PASSAGE SHOWN
They took him in, sheltered him, fed him and paid for his tuition. As a result of this assistance, Hitler held eternal gratitude and admiration for the Chinese people. The rumor also asserts that Hitler secretly supported China in World War II, and that his ultimate ambition was to conquer the world in order to share power with China, with everything west of Pakistan to be administered by the Fuhrer, and everything east of Pakistan the province of the Chinese people.
This rumor apparently resonates deeply with the Chinese Internet generation. On May 10, 2011, a user of Kaixin, the Chinese equivalent of Facebook, posted a version of the rumor on his wall. The post attracted an enormous following, with more than 170,000 views and 40,000 comments.
Of the people who left comments, 38.8% believe that Hitler was raised by Chinese, 7.1% believe that Hitler supported China in World War II, 4.6% regard Hitler as a hero, and 9.1% hope that China will have a leader similar to Hitler.

Saved data entries:
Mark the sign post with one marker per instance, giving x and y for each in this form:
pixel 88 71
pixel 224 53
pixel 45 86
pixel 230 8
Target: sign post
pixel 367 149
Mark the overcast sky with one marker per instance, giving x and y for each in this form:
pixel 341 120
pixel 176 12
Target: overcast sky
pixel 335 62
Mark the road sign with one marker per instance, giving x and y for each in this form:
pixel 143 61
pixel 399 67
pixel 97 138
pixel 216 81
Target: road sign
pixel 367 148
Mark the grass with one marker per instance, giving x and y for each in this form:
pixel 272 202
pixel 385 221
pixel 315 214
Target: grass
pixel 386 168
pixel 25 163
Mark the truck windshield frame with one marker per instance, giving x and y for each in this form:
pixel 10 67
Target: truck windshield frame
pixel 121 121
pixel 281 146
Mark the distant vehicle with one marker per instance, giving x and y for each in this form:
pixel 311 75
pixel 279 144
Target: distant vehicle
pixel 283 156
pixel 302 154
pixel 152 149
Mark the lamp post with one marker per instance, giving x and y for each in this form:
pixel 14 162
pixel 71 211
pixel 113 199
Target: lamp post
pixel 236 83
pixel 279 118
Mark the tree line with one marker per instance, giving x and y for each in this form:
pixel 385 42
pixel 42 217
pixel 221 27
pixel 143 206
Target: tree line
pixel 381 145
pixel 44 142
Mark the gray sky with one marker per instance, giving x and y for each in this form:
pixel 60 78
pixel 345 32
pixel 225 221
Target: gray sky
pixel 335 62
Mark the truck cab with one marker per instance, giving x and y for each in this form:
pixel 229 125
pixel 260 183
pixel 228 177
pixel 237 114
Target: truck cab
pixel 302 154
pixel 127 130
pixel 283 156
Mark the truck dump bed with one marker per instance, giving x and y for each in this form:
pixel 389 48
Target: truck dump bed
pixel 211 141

JOB
Carry on the passage about the Hitler rumor among Chinese Internet users, starting right after its last sentence. None of the saved data has any role here.

TASK OUTPUT
As the rumor spreads throughout the Chinese social web, admiration for Hitler is growing stronger and stronger. Blog posts with titles like "Why I like Hitler"  are popping up every day, and an increasingly greater share of young Chinese are choosing to express their nationalism by voicing support for Hitler.
To a cosmopolitan audience, it should go without saying that the rumors of Hitler's Chinese upbringing have no grounding in history or fact. Nonetheless, for the benefit of my Chinese comrades who do not see the obvious falsity, I would like to take a moment to dispel the rumors and explain the reality of Hitler's relationship with China.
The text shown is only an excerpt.